THE EXERCISE ▸
Write out the listing below in full and exactly, leaving out every picture.

-- start RAW DATA --

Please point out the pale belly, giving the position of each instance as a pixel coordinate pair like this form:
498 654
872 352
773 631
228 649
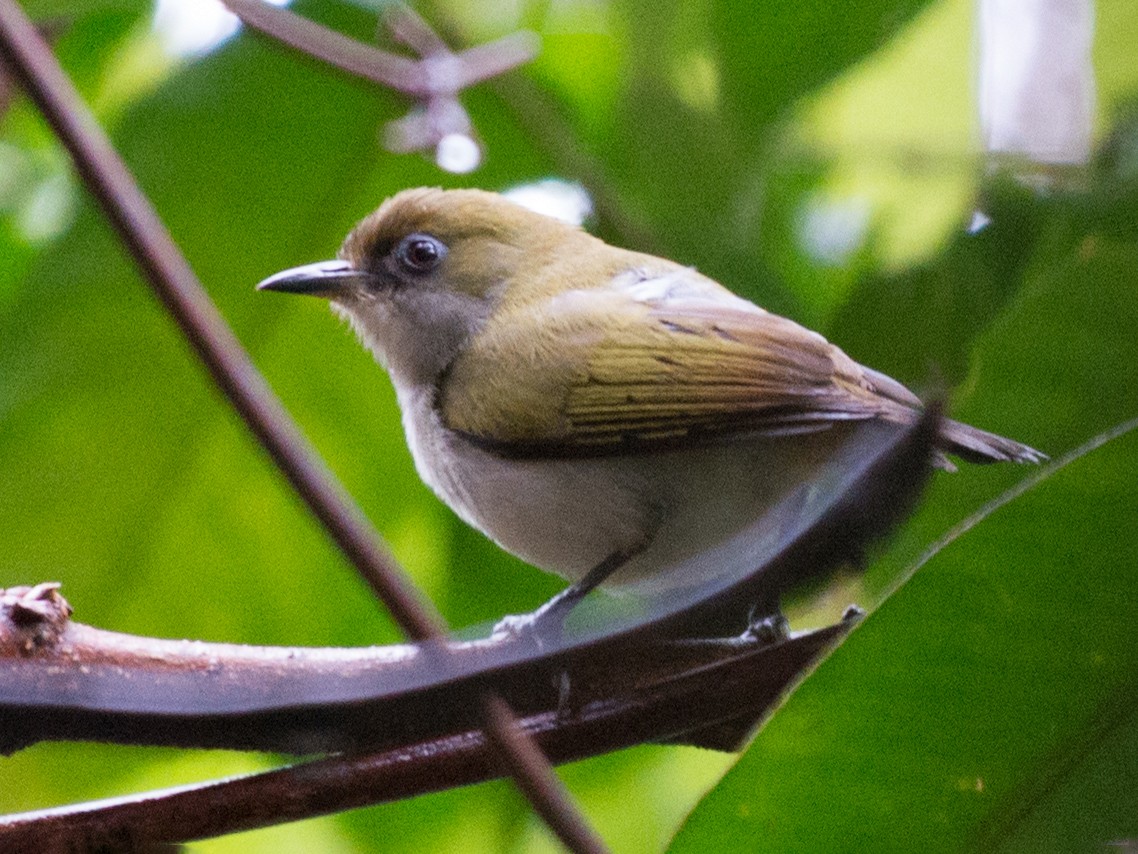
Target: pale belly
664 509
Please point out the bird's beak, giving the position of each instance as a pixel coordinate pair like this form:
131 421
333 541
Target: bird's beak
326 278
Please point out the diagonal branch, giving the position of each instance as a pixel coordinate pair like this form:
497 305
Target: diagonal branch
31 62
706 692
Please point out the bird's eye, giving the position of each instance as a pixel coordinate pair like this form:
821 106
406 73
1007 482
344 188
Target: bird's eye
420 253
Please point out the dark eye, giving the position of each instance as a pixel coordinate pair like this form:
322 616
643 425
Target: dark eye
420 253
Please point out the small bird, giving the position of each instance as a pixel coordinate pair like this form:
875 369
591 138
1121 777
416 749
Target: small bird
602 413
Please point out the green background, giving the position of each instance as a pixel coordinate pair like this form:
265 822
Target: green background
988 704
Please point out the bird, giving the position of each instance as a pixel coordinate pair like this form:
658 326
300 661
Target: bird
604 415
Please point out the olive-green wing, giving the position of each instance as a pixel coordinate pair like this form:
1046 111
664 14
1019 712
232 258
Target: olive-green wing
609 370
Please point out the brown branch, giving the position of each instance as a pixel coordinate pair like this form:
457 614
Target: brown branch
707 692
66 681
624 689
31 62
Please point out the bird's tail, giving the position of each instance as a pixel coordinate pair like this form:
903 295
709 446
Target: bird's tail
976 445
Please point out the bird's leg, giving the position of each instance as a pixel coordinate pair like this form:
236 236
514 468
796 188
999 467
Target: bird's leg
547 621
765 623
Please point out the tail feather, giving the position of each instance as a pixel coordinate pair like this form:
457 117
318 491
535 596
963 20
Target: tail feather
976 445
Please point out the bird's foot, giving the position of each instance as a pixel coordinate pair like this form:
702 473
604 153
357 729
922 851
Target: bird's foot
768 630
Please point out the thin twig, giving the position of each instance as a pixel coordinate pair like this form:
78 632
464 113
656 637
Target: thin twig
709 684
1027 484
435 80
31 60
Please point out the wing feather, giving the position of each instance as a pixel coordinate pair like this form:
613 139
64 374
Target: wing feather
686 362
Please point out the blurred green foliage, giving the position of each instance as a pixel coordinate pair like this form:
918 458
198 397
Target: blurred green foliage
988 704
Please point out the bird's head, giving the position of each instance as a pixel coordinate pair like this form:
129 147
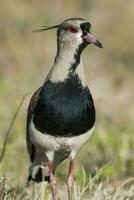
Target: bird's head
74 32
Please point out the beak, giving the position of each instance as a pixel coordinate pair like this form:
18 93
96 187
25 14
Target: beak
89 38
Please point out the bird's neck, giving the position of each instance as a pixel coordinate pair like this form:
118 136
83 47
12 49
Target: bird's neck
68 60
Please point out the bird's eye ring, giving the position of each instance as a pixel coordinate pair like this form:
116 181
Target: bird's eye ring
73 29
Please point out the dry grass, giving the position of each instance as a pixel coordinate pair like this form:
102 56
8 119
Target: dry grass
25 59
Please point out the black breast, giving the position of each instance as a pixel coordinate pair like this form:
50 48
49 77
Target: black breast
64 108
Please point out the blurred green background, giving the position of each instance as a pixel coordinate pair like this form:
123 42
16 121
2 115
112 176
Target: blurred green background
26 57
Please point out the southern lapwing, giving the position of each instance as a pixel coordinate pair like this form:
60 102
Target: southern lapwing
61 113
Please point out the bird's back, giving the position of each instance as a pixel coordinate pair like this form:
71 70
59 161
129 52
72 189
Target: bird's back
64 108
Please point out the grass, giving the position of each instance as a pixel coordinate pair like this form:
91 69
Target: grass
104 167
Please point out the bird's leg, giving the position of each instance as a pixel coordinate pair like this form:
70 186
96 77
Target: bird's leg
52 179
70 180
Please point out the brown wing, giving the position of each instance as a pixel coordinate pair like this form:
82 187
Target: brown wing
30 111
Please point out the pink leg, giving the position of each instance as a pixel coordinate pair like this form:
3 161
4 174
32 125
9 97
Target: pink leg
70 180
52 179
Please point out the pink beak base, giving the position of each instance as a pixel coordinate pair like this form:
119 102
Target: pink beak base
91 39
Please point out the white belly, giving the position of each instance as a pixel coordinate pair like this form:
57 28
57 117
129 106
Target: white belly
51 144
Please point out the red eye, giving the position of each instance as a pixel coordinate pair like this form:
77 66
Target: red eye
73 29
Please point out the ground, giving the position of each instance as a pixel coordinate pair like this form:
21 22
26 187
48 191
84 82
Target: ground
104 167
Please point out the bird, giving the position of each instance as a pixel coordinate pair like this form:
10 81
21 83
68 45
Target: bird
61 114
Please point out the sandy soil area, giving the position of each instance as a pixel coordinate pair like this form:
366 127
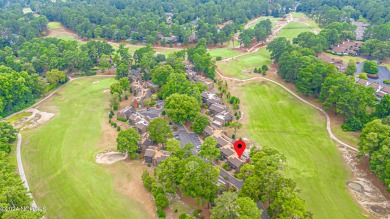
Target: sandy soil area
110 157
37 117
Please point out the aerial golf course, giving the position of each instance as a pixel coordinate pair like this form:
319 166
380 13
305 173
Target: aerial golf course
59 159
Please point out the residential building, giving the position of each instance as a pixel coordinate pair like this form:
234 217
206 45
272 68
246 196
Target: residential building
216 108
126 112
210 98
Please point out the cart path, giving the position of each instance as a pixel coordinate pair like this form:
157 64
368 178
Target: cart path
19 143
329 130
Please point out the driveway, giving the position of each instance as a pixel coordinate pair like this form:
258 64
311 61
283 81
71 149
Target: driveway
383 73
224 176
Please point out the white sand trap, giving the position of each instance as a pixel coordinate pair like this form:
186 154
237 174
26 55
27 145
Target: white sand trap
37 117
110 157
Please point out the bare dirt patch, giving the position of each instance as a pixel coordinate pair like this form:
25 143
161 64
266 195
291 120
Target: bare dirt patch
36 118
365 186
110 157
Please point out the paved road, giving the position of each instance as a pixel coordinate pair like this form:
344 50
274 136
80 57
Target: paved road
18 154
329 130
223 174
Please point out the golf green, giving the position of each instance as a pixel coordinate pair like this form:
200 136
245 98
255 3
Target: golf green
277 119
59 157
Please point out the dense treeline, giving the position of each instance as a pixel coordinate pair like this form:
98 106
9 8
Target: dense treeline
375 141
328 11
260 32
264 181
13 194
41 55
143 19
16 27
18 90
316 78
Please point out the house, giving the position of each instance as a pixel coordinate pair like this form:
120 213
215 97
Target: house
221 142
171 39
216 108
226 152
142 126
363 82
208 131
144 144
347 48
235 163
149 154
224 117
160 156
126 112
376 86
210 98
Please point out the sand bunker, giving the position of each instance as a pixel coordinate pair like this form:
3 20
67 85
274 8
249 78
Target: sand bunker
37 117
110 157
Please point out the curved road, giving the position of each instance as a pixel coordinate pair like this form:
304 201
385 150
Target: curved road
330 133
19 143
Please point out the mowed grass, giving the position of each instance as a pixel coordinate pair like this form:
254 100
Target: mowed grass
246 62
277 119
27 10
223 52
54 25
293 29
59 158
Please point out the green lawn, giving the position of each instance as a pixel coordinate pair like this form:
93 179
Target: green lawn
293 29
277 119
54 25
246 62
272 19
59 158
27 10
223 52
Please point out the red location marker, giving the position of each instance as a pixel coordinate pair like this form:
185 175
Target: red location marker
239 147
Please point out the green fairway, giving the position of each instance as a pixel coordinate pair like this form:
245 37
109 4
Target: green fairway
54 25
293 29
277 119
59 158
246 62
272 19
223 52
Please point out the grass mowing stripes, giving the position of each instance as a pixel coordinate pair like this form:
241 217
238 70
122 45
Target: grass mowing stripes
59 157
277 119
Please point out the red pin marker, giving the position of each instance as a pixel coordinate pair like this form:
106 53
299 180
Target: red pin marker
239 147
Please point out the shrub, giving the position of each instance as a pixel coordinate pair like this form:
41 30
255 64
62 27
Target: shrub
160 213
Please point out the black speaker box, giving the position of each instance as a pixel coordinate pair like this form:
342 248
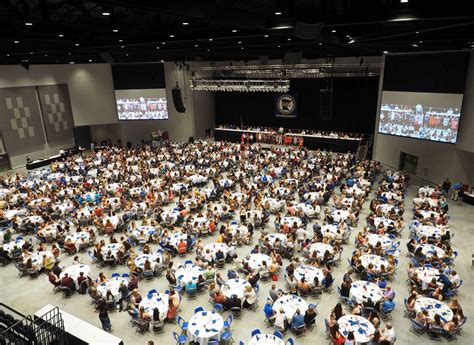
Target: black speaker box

-- end RAW DATA --

RESULT OF THIS EXERCISE ▸
Please point out the pale belly, giving the position of each instance as a pixel coordinate pair like this form:
498 654
872 352
773 631
228 649
Target: pale belly
664 509
Please point out the bird's beak, giving the position of each instance as a pixel coordinate pair like this form:
131 421
333 541
Target: bird's beak
326 278
Please point out the diagonal branch, giving the position of each instance as a pixel coordinate pair like this form:
497 305
Target: diagonal branch
31 62
706 692
Please point out the bird's eye, giving the position of each instance as a pixel coordinate pair like this form:
821 106
406 73
1007 482
344 188
Target: bird's eye
420 253
Please point out the dark eye, giving the position of each instance as a pixel coordinate pair like this form:
322 616
643 425
Target: dark eye
420 253
Please point out the small bird, giving the position of each instance as a pixel coordinate pair like this form:
875 369
591 138
1121 777
416 749
Target: small bird
602 413
Please point out the green background, giving the position of each instance as a pixel coordinate pair like this form:
265 822
Target: green background
988 704
Please point out the bird, giving the position of each instance as a pixel coordinate pair like this form:
658 326
300 661
Target: bird
604 415
Please point out the olive-green wing, giving the position of each instance as a pixel coordinate pair like this form:
1046 111
664 14
1019 712
232 258
Target: olive-green wing
609 370
Please point out the brown branch, giving the position of each instance as a pixel coordinate pair like this form:
457 614
Target: brown branch
707 692
66 681
624 689
31 62
Please point out the bird's tail, giving the position of each instance as a pixel coordinate pair like this form:
903 295
709 446
Target: bird's tail
976 445
Please point out the bird's leg, giving the position of each instance as a pixel coordinate pair like this form:
236 236
514 468
796 188
999 467
Target: bird's leg
547 621
765 623
Please point out the tail feather, giving the position of each instance as a pixel coordinate pair like this form:
457 117
318 491
535 596
963 20
Target: tail feather
976 445
Please point out the bird's foot, giving the position of each instance as a pixel coordinate pair like this form:
702 473
604 153
357 729
922 851
Target: bird's foot
768 630
Please point out the thin twig, giving the position of each instance as a pixel coordinate pair like this form:
78 632
464 113
656 637
Target: thin twig
709 684
1027 484
435 80
31 60
Please point out the wing feather, giving the position of each instance as a pixel coordinate pair like this form:
613 139
64 374
Target: wing feather
686 362
Please point out the blurred green foliage, giving the position of each instance as a pixel coordinate pair like this form:
918 458
198 397
Target: blurred green foliage
988 704
Please point out the bird's head, giving the position of each instance as a pixel coordinate pair like this form:
129 147
Target: bird's head
74 32
Please point out the beak, giving the position of each instance as a pixel coordinate pair like this form:
18 93
96 187
25 14
Target: beak
89 38
Please point out the bird's neck, giving the position of each instance as a pixel coordinate pair like this form:
118 136
83 47
12 49
Target: bird's neck
68 60
Please point out the bird's eye ring, giving the position of each instance as a pixel coordinate pair like this form:
116 181
Target: bird's eye ring
73 29
Please point out the dry grass, giving the position of each instance as a pixel coordinate pair like this form:
102 56
8 119
Target: dry grass
25 59
Please point out the black breast, giving the position of each instance as a pixel coordinate pair like this form:
50 48
49 77
Target: black breast
64 108
Please point out the blurred green background, giving the position of each instance as a pixel coordinate pair like this form:
123 42
16 121
2 115
112 176
Target: blurred green background
26 57
Please point out the southern lapwing, giving the position of each instance as a pixel coordinate pair like this form:
60 102
Target: southern lapwing
61 113
Please point out the bird's back, giving the position of each instance as a pixel coordinate pair like this form:
71 70
59 161
129 52
72 189
Target: bird's back
64 108
Please point out the grass, giving the position of each instance as a pixel coordinate pair like this form:
91 69
Target: grass
104 167
Please point out the bird's leg, giving the position of each instance as a pixel coordinate pair like this form:
70 186
96 77
Target: bird's leg
52 179
70 180
Please point out the brown wing, giving the position of each instance as a pixel coordinate pair like this form:
82 187
Target: brown wing
30 111
Please point out the pink leg, giving the position of each instance as a pixel coordinate pair like this form:
3 161
4 174
32 125
9 97
Target: pink leg
70 180
52 179
Please point out the pink beak base, giving the position of each instance as a pixel coordinate pair like this form:
119 102
Target: pink beak base
91 39
Please point out the white belly, giving the position of each instance as a pixel coordinate pair like this form:
57 28
57 117
129 106
Target: white belly
51 144
Please point out the red eye, giving the position of each instance as a pixel coordinate pair like this form:
77 66
Target: red eye
73 29
Please point out the ground, giving the position of each instance as a pixel coordinate pair like this form:
21 22
26 187
48 191
84 82
Target: ground
104 167
Please point out the bird, giving the position of each instance as a pixel coordinate pair like this form:
10 81
21 83
68 45
Target: bird
61 114
Please point out the sandy soil area, giving the position of each instance as a pixel coordinate pair like this form:
366 127
Target: sandy soil area
110 157
37 117
Please point out the aerial golf course, giving the position of each instance as a pixel coordinate pair like this form:
319 166
380 13
305 173
Target: aerial golf course
59 159
Please point out the residential building, giving the position of each instance as a pixel coordinate pair like this form:
234 217
206 45
272 68
246 196
Target: residential building
216 108
126 112
210 98
Please point out the cart path, giving the position of each instance as a pixel coordinate pair like this form:
157 64
368 178
Target: cart path
19 143
329 130
Please point out the driveway, giving the position of each instance as a pixel coordinate pair like this form:
258 64
311 61
283 81
71 149
Target: driveway
383 73
224 176
Please point out the white sand trap, giving the position of each instance as a pixel coordinate pair like this form:
186 154
237 174
26 55
27 145
Target: white sand trap
37 117
110 157
Please point out the bare dirt patch, giving the position of each instance as a pixel coordinate pair like this form:
25 143
161 64
266 195
291 120
Target: bare dirt patch
36 118
365 186
110 157
Please point out the paved road, giving the position of each instance as a pixel coordinate pair like this form:
344 50
274 136
80 57
Target: paved road
18 154
329 130
223 174
Please point out the golf green, giving the position of each instance as a pixel coordinate pair like this form:
200 136
245 98
255 3
Target: golf green
277 119
59 157
Please point out the dense treeline, giving the position of each instance as a pixel coordinate pair like this form:
98 106
9 8
Target: dense treeline
375 141
328 11
260 32
264 181
13 194
41 55
143 19
16 27
18 90
316 78
Please point out the house, giving the position of each instance as a pixel coordinate pair like this form:
120 213
215 97
Target: house
221 142
171 39
216 108
226 152
142 126
363 82
208 131
144 144
347 48
235 163
149 154
224 117
160 156
126 112
376 86
210 98
Please point out the sand bunker, giving the position of each instance as a pixel coordinate pair like this form:
3 20
67 85
274 8
249 78
Target: sand bunker
37 117
110 157
Please point out the curved road, giving the position of each instance as a pixel coordinate pair like this form:
304 201
385 150
Target: curved road
330 133
19 143
Please point out the mowed grass, giving the position of each instance as a pixel coordinate pair like this form:
254 100
Target: mowed grass
246 62
277 119
27 10
223 52
54 25
293 29
59 158
Please point out the green lawn, giving the position of each instance as a pixel coordinate pair like this form:
93 179
Target: green lawn
293 29
277 119
54 25
246 62
272 19
59 158
27 10
223 52
Please point out the red location marker, giving the position of each instance as a pixel coordinate pair like this form:
185 175
Target: red location marker
239 147
Please point out the green fairway, giving the position of each instance as a pixel coordinate pair like this form:
245 37
109 4
Target: green fairway
54 25
293 29
277 119
59 158
246 62
272 19
223 52
Please point out the grass mowing stripes, giving the position of each instance as a pixel coordinate pair like this form:
241 217
238 70
122 45
Target: grass mowing stripes
59 157
277 119
Please point out the red pin marker, giving the position of each instance as a pixel coordinate pair like this form:
106 53
299 180
Target: red pin marker
239 147
Please point out the shrub, giving the position of each instance as a pixel coordinate pair like this form:
41 30
255 64
62 27
Target: shrub
160 213
Please point out the black speaker box, giving the position of each instance as a pixel coordinate pair like this form:
342 248
Target: black speaker box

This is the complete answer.